* **Directions**
Quote the part of the listing below that opens with the line containing "Where can you see the black trousers" and closes with the line containing "[[178, 25], [1050, 123]]", with both of those lines included.

* **Entries provided**

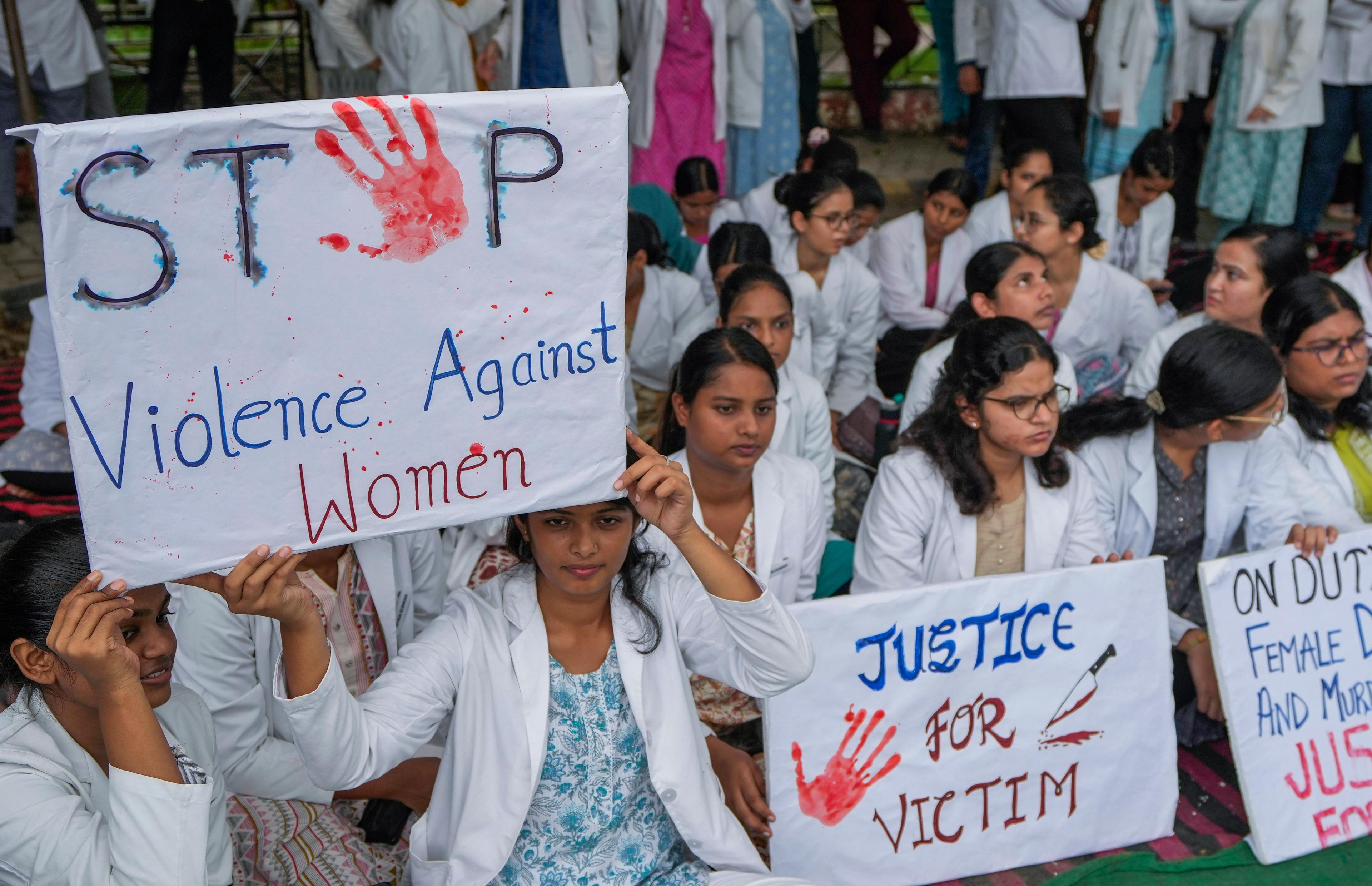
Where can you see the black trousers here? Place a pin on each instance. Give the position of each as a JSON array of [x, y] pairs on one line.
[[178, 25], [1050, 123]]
--
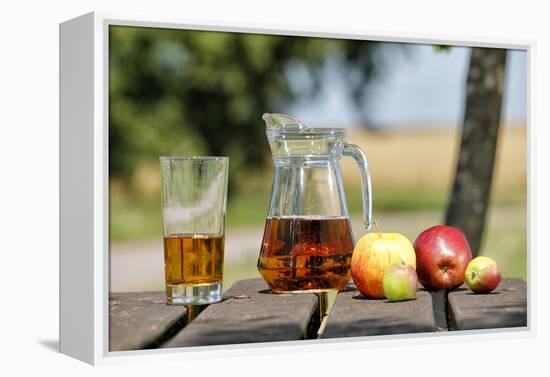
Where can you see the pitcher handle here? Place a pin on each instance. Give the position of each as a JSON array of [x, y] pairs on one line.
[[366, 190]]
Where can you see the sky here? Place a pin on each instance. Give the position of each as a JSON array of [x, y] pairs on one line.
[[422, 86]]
...
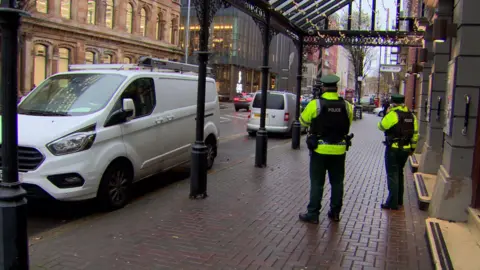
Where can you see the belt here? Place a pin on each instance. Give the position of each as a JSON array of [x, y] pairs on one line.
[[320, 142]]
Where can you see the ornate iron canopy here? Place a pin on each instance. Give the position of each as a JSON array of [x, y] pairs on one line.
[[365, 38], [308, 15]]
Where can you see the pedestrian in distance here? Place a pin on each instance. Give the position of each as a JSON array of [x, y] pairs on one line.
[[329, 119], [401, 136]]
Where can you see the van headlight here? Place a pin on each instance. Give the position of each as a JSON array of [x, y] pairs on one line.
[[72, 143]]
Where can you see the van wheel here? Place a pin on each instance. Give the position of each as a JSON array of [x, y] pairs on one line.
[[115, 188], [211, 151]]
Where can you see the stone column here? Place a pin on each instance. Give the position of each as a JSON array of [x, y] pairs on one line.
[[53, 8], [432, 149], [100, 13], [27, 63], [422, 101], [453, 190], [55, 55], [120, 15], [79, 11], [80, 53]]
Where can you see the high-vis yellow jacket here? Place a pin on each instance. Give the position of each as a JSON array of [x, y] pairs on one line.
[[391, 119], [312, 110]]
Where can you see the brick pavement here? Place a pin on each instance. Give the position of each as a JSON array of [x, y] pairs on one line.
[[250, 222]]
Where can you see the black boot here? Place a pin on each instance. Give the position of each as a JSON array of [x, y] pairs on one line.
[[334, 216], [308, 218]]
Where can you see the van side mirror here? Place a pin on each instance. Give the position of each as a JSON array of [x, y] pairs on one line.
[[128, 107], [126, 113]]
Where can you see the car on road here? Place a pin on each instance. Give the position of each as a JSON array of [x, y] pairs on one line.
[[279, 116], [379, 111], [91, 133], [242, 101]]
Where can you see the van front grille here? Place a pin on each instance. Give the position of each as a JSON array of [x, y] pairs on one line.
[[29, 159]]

* **Problem solution**
Where can you see the black trousers here? Place a pin on each instance. Give the position of each as a JSON array of [x, y] pairs on one line.
[[178, 25], [1050, 123]]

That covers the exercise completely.